* Goal *
Rewrite the stretch of the data below from the line containing "Note: for every instance of the white business" through the line containing "[[174, 395], [232, 392]]", and adjust each coordinate in the answers by adding 104. Copy every line of that stretch and leave all other text as it is.

* Entries provided *
=======
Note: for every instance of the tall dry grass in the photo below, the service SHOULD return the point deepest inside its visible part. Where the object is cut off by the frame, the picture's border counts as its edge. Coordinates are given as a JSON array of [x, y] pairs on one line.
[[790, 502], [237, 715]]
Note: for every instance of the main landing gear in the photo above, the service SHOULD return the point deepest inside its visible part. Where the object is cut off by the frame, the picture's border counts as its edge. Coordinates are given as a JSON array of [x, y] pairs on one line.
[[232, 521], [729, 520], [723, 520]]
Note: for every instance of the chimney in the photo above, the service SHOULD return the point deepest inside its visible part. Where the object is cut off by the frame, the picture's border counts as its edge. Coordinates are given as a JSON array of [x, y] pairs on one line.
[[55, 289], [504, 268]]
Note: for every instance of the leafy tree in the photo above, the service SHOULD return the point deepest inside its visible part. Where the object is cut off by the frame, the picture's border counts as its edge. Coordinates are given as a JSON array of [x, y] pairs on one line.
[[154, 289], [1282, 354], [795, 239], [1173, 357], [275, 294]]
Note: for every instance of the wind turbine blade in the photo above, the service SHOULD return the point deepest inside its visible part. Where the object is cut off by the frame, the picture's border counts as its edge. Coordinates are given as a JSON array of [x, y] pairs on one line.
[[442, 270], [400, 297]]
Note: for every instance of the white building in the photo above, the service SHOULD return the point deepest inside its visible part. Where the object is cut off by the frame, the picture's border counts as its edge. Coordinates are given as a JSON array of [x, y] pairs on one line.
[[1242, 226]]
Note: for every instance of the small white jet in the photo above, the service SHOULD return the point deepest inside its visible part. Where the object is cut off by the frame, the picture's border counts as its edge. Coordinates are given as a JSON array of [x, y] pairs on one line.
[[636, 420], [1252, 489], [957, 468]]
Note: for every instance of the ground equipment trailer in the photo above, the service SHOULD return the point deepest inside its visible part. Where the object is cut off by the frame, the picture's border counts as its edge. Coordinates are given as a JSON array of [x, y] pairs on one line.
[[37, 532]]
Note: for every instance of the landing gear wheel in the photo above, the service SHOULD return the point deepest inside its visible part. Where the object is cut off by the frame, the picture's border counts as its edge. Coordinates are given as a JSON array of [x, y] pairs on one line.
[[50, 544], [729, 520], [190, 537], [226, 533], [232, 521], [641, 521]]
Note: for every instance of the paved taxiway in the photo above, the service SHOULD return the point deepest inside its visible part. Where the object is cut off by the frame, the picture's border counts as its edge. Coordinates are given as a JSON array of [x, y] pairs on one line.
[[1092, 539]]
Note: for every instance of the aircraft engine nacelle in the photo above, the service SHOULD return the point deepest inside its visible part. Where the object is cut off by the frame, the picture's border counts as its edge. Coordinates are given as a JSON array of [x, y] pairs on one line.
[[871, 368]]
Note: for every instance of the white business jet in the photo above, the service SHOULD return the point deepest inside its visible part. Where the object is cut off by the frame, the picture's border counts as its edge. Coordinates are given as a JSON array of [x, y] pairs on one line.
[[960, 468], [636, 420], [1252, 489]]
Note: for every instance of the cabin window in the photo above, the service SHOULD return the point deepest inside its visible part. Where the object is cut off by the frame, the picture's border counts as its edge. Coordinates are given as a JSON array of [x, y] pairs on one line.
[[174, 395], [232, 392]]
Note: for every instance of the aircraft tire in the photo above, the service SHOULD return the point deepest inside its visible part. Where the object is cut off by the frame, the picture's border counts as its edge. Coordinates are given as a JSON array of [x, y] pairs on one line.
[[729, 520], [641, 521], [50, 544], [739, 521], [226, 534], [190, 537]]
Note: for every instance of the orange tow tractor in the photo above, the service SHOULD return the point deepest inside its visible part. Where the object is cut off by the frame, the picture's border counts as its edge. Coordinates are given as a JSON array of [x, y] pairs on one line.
=======
* Answer to the exercise *
Note: for every instance of the white business jet in the photo above, the service SHOULD return the point deepest inside its visible part. Where the object is cut off by the frame, the picture's border counts as its edge. Coordinates are given as a JSON array of [x, y] pairs on one line.
[[1064, 572], [740, 524], [1356, 593]]
Note: for every instance of the cabin window in the photo above, the service SHOULD return the point deepest inside its visible part. Where the object is cut off by the frame, the picture's border counts as its edge. Coordinates are given as a JSON array of [x, y] pairs on one line.
[[278, 499], [336, 496]]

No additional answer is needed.